### ACTIVITY
Where does the string "green" occur in the records? Copy each line that holds it.

### SUPPLIED MATERIAL
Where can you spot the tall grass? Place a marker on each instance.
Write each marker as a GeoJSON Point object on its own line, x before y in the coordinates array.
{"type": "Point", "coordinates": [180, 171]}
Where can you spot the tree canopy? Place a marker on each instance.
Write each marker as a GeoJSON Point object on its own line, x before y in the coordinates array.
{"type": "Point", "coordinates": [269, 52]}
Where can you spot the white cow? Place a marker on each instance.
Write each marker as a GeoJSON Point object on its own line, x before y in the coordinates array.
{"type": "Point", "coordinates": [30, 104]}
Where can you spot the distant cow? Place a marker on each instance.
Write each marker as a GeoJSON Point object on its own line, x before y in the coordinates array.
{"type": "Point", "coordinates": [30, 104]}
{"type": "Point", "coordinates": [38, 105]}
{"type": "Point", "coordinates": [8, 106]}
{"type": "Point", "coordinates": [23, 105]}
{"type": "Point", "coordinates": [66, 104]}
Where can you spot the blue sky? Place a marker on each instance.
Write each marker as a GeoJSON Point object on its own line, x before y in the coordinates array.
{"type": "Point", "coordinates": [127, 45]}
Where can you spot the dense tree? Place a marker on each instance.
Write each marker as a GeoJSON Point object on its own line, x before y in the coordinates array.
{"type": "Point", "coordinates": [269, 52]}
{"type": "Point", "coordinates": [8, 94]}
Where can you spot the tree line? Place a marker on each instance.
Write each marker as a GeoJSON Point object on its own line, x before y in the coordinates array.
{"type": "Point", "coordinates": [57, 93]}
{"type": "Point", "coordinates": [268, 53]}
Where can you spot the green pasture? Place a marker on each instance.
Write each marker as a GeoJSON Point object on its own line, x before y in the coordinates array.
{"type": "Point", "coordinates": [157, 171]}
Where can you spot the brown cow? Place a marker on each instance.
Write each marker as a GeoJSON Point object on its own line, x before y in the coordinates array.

...

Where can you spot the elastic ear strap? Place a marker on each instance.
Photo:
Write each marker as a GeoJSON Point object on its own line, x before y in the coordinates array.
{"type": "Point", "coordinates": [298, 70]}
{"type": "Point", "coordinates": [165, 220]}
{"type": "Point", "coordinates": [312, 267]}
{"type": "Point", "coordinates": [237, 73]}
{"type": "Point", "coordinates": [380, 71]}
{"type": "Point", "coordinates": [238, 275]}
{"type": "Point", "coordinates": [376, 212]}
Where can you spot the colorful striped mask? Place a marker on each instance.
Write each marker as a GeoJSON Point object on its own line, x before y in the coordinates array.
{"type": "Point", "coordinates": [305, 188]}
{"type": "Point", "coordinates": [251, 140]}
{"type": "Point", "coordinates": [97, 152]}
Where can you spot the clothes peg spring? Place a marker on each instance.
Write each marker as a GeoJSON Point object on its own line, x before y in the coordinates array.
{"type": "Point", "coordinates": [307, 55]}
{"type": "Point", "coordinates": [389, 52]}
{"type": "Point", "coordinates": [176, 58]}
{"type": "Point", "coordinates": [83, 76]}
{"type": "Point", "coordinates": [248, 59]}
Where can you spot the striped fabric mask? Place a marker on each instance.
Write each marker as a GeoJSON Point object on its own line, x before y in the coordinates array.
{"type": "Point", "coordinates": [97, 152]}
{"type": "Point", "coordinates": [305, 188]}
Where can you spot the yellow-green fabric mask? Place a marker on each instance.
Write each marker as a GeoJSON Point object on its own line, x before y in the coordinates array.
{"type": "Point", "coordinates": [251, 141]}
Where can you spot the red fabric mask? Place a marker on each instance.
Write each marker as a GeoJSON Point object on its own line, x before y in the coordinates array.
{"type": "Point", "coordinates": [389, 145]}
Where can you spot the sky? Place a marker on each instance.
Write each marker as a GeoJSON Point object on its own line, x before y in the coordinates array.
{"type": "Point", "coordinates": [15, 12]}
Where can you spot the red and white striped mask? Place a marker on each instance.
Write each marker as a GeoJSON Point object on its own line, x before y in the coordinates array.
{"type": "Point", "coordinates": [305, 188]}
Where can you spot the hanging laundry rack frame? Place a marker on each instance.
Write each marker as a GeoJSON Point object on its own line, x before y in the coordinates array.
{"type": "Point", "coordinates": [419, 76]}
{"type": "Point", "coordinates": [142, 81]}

### SOLUTION TO THIS EXERCISE
Where can you spot the green pasture? Place a marker on each instance.
Where can you spot the yellow-green fabric mask? Place a marker on each instance.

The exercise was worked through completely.